WORK INSTRUCTIONS.
Copy the data below, starting at the line containing "Pick out the small" and ending at the last line of the data, including the requests. Multiply every point coordinate in the answers by 0.25 and round to whole numbers, with halves rounded up, leaving the requests and their sample coordinates unchanged.

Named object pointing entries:
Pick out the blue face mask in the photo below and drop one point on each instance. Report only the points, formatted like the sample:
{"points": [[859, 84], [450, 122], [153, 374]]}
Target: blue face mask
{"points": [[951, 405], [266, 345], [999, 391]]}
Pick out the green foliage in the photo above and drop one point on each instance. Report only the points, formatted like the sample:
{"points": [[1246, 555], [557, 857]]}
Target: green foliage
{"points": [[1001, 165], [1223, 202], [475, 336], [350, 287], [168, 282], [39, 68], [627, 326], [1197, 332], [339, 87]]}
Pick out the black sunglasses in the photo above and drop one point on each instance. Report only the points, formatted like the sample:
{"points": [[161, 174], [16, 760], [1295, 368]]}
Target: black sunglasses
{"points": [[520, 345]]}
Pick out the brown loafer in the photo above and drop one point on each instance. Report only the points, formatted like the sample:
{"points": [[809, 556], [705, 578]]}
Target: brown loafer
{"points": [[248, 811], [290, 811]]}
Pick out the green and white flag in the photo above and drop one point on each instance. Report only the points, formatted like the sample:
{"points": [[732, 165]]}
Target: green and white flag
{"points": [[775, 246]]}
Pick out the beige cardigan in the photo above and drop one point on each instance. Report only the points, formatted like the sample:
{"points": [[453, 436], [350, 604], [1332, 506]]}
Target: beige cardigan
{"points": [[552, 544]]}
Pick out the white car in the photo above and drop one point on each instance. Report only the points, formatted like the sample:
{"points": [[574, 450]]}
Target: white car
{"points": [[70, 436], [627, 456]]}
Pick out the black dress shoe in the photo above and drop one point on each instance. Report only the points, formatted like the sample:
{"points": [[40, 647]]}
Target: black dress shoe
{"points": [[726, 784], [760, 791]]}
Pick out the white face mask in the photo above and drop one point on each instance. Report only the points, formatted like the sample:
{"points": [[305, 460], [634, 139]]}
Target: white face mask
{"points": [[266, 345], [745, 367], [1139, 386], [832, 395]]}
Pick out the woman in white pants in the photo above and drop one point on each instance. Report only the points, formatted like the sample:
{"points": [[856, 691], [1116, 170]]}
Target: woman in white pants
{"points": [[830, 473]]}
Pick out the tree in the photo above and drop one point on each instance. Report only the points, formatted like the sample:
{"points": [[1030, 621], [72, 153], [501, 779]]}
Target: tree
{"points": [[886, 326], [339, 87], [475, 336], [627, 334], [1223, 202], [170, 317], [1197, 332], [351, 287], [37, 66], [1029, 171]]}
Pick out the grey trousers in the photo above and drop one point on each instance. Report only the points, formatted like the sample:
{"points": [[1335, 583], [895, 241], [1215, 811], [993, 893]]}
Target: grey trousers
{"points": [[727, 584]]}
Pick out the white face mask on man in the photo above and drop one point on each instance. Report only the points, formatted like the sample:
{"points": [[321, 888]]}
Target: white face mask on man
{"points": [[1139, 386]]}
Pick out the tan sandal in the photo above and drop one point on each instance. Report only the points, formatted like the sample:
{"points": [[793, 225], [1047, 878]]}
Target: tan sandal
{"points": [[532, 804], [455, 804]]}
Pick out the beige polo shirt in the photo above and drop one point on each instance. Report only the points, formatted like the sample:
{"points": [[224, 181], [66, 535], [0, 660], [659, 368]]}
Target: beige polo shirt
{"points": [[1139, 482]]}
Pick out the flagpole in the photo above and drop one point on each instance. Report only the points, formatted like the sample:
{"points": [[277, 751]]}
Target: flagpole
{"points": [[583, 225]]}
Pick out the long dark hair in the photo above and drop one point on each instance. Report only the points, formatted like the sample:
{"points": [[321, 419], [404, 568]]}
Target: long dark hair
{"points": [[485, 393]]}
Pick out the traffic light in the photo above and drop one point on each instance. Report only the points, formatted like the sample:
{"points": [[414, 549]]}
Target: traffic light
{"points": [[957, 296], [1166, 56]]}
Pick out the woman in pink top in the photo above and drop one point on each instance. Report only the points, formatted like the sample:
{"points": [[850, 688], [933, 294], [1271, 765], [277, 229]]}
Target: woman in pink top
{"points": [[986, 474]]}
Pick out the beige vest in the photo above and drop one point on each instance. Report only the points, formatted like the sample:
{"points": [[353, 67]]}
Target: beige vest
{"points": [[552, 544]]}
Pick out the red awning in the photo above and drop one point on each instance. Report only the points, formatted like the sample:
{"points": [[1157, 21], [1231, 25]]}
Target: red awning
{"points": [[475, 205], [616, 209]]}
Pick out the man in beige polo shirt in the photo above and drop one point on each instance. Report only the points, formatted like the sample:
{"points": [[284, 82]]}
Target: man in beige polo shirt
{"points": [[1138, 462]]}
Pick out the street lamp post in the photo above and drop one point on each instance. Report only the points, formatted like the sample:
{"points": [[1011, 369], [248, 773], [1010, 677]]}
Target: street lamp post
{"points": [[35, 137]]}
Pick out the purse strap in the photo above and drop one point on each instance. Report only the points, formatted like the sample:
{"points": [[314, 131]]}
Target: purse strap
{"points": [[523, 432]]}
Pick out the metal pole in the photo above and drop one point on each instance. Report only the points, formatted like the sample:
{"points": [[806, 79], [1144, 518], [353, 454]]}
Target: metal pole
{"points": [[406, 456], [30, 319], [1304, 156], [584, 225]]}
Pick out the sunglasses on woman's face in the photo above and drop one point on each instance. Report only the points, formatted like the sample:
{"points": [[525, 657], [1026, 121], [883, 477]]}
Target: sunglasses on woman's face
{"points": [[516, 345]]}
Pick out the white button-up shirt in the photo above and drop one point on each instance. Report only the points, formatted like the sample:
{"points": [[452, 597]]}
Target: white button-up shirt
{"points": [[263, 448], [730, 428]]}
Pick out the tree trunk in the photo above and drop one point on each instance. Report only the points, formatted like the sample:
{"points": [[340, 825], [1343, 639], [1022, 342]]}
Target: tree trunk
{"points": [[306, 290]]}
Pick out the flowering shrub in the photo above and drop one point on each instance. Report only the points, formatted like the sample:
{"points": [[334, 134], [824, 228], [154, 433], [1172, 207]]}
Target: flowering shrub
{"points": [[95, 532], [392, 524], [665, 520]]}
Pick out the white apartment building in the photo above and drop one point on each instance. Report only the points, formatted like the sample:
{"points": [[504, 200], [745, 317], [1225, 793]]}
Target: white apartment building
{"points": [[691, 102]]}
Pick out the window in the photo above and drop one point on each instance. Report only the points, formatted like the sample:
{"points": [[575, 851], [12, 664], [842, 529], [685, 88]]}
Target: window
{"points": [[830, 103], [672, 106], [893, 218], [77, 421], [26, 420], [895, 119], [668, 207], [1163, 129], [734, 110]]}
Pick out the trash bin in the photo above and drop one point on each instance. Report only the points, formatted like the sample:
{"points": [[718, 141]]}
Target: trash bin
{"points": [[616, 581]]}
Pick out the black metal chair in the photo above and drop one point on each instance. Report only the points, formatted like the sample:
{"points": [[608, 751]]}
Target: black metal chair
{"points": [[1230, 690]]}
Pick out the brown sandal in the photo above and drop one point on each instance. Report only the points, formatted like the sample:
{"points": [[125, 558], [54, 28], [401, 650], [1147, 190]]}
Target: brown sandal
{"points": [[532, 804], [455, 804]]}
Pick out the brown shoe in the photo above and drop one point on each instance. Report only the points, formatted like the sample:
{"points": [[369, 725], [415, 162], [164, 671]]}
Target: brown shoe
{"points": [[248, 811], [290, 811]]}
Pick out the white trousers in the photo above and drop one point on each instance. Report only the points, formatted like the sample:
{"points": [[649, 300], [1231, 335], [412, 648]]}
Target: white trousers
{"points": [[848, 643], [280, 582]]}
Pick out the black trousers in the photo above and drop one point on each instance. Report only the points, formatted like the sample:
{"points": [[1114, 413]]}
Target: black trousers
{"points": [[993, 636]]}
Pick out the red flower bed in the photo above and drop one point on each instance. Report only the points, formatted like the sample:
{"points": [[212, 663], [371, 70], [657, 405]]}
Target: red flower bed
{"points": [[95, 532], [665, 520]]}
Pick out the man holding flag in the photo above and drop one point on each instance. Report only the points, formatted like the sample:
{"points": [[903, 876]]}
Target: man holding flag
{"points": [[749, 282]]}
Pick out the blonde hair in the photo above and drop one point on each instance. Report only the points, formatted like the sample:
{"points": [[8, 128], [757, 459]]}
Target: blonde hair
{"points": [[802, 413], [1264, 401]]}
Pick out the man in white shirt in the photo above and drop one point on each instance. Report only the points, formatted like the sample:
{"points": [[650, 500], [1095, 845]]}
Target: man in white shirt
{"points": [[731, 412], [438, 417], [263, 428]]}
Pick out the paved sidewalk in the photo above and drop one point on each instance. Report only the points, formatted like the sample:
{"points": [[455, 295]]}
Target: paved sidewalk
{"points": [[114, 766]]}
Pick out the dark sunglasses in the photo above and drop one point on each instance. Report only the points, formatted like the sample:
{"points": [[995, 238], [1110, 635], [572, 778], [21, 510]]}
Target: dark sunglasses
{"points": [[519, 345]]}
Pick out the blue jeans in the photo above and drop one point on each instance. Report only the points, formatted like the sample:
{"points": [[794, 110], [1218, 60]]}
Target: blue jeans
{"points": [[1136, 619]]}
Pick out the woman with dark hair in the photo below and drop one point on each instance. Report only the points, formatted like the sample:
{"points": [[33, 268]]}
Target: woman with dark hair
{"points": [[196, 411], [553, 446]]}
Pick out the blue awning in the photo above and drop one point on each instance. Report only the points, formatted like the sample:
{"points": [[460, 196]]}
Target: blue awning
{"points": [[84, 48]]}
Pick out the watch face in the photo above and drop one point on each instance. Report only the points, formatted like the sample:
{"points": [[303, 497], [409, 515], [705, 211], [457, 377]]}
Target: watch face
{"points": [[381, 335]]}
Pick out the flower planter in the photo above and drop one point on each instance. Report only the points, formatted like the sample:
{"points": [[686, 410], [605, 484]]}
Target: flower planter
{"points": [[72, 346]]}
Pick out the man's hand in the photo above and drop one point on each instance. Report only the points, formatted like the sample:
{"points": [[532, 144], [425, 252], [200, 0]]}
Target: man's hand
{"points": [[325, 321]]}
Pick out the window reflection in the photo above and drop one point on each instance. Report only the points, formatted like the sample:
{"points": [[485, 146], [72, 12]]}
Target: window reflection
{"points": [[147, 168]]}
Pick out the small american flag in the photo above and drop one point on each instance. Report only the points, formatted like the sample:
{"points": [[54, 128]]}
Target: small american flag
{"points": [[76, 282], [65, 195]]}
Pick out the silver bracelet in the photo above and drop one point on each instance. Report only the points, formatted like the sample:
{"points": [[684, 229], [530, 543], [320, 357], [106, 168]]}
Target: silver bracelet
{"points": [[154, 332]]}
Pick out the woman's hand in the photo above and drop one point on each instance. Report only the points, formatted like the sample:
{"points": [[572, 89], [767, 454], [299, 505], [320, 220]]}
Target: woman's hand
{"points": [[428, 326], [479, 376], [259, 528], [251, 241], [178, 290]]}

RESULT FOR THIS EXERCISE.
Pick out the small american flag in the photo above and drop one point on each instance. Report only the points, formatted like the sample:
{"points": [[54, 128]]}
Target: small american flag
{"points": [[19, 71], [16, 49]]}
Pick out the silver bracelet in the photo above and drop one point on each instance. Report only the points, formatted like the sample:
{"points": [[684, 229], [530, 543], [320, 357], [106, 168]]}
Target: silver bracelet
{"points": [[39, 83]]}
Pick out the woman's hand in the photo above and drop one point on each instance. Report only the points, formatted like the sample:
{"points": [[572, 89], [767, 454], [299, 505], [320, 220]]}
Target: woman's hand
{"points": [[107, 82], [120, 94], [65, 132], [63, 60], [45, 73]]}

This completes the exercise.